Copy the records below line for line, changing nothing.

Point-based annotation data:
==================================================

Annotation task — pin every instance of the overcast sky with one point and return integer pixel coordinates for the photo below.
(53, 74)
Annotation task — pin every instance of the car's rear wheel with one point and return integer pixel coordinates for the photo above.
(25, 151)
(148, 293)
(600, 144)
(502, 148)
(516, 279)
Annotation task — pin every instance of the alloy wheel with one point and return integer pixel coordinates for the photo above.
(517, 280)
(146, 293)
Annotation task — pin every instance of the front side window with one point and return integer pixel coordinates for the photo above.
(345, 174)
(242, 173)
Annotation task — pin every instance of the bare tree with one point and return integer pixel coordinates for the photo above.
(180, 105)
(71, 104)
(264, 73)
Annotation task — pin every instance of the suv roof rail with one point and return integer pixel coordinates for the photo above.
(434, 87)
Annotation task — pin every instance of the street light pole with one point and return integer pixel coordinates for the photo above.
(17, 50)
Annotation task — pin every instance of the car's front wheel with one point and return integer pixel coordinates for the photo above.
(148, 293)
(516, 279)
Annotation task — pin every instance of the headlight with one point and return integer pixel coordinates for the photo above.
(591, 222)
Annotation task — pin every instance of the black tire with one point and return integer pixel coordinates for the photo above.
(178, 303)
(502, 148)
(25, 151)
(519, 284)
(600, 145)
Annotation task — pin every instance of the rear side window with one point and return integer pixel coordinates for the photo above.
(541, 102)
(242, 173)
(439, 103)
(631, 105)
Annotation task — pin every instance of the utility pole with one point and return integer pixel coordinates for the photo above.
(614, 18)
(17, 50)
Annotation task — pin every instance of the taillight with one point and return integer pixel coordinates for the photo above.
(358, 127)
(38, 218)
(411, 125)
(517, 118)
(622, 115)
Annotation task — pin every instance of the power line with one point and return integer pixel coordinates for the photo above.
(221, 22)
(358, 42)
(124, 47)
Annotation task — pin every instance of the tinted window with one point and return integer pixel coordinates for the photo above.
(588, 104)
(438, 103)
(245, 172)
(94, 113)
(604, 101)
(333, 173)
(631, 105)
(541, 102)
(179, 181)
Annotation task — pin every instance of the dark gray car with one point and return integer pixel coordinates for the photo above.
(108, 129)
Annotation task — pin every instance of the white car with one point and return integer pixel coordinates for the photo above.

==================================================

Task output
Annotation task — pin every instance of the overcast sky with one point and return integer pixel coordinates for the photo below.
(53, 74)
Annotation task — pin every instance of the car's rear wheel with one point and return integer pixel coordinates for the photo above.
(25, 151)
(148, 293)
(600, 144)
(502, 148)
(516, 279)
Annotation task — pin every instance of the alloy wheel with one point and return integer pixel coordinates for the photo above.
(517, 280)
(146, 293)
Annotation task — pin every instance of the front side window with one point and return integer pixel coordinates for the photo above.
(345, 174)
(242, 173)
Annotation task — pin every instance of the bare tree with one point and return integer pixel coordinates for the photo above.
(180, 105)
(71, 104)
(264, 73)
Annotation task — pin every instance of the suv roof rail with one point and return integer pixel coordinates for the photo above.
(434, 87)
Annotation task — pin every instance of the street light pole with one point and return integer pixel coordinates for the photo above.
(17, 50)
Annotation task — pin every instance of the car's front wheel with one point and return integer pixel coordinates for the photo above.
(148, 293)
(516, 279)
Annotation task — pin every instance of the headlight with one point and return integer pixel coordinates for the photo above.
(591, 222)
Annotation task — pin every instance of the black tire with one point and return integer pixel coordinates for the photo above.
(178, 303)
(502, 148)
(25, 151)
(519, 284)
(600, 145)
Annotation task — pin every instance of the rear side window with one point and return integer pixel coordinates for the photo above.
(541, 102)
(242, 173)
(439, 103)
(631, 105)
Annotation task — pin every instance of the utility pole with one point and return integer pixel coordinates for the photo above.
(614, 18)
(17, 50)
Annotation task — pin every instance of the taillight with one point and return integer pixel coordinates for the photo above.
(358, 127)
(38, 218)
(411, 125)
(517, 118)
(622, 115)
Annotation task — pin every instance of the power line with one point and return integer pixel coordinates for the photo above.
(221, 22)
(358, 42)
(124, 47)
Annotation task — pin every instance of the tinted window with one point and return integer pixel coordinates for the photo above.
(588, 104)
(438, 103)
(245, 172)
(94, 113)
(604, 101)
(333, 173)
(631, 105)
(541, 102)
(179, 181)
Annotation task — pin every instance of the dark gray car with one point and return integer pixel coordinates for the photo above.
(108, 129)
Annotation task — pin every instance of the white car with one point and return integer pixel coordinates for the photo above.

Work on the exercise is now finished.